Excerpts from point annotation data
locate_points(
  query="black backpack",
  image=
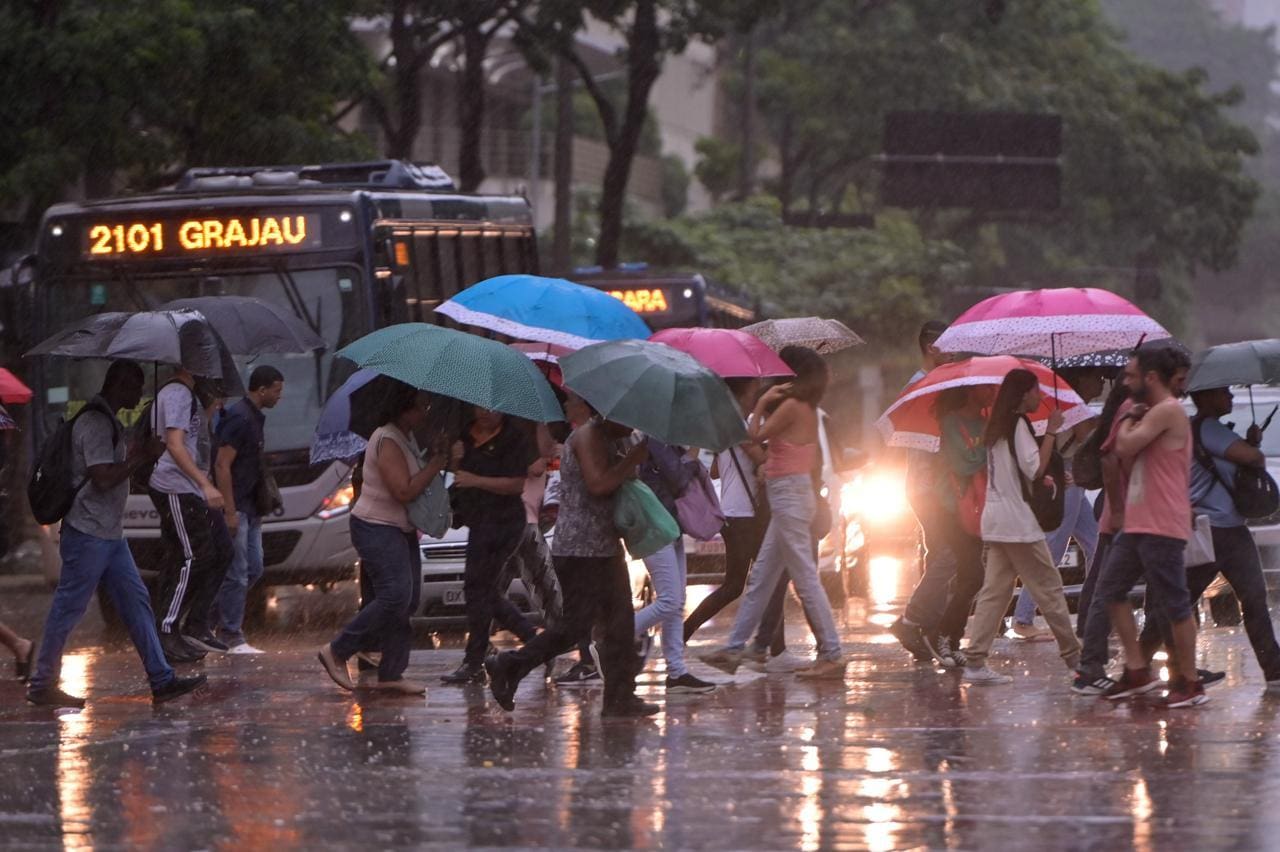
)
(1047, 502)
(51, 489)
(140, 481)
(1253, 491)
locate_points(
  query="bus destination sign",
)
(644, 299)
(204, 236)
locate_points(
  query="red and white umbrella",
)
(1050, 324)
(910, 421)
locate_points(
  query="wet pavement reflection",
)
(272, 755)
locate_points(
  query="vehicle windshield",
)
(327, 298)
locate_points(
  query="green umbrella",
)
(462, 366)
(657, 389)
(1248, 362)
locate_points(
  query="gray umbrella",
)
(179, 338)
(251, 326)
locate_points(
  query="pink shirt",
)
(1159, 500)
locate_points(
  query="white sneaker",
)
(786, 663)
(984, 677)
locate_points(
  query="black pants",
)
(965, 585)
(597, 591)
(489, 546)
(190, 569)
(743, 537)
(1237, 559)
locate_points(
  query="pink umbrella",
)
(727, 352)
(1050, 324)
(12, 390)
(912, 421)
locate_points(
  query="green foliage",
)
(883, 283)
(717, 164)
(128, 92)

Exercise task: Please rename "umbrella" to "parasol" everywhere in the items and write them out again with nothing else changed. Leave the pictures out.

Result for this exercise:
locate_points(
  query="black backpack",
  image=
)
(1047, 502)
(51, 489)
(140, 481)
(1253, 491)
locate_points(
  query="bus destination sign",
)
(644, 299)
(204, 236)
locate_points(
  query="red and white parasol",
)
(1050, 324)
(910, 421)
locate_points(
  query="wet pavement reflection",
)
(272, 755)
locate_points(
  query="vehicle windshield",
)
(327, 298)
locate_points(
  query="green parasol",
)
(462, 366)
(657, 389)
(1248, 362)
locate_points(
  query="gray parasol",
)
(179, 338)
(251, 326)
locate_points(
  query="pink shirt",
)
(1159, 500)
locate_points(
  query="white sneaker",
)
(786, 663)
(984, 677)
locate_points(
  query="black pants",
)
(965, 585)
(597, 591)
(489, 546)
(190, 569)
(743, 537)
(1237, 559)
locate_points(
  query="pink parasol",
)
(727, 352)
(1050, 324)
(12, 390)
(912, 421)
locate_points(
  query="green foliage",
)
(883, 283)
(717, 164)
(128, 92)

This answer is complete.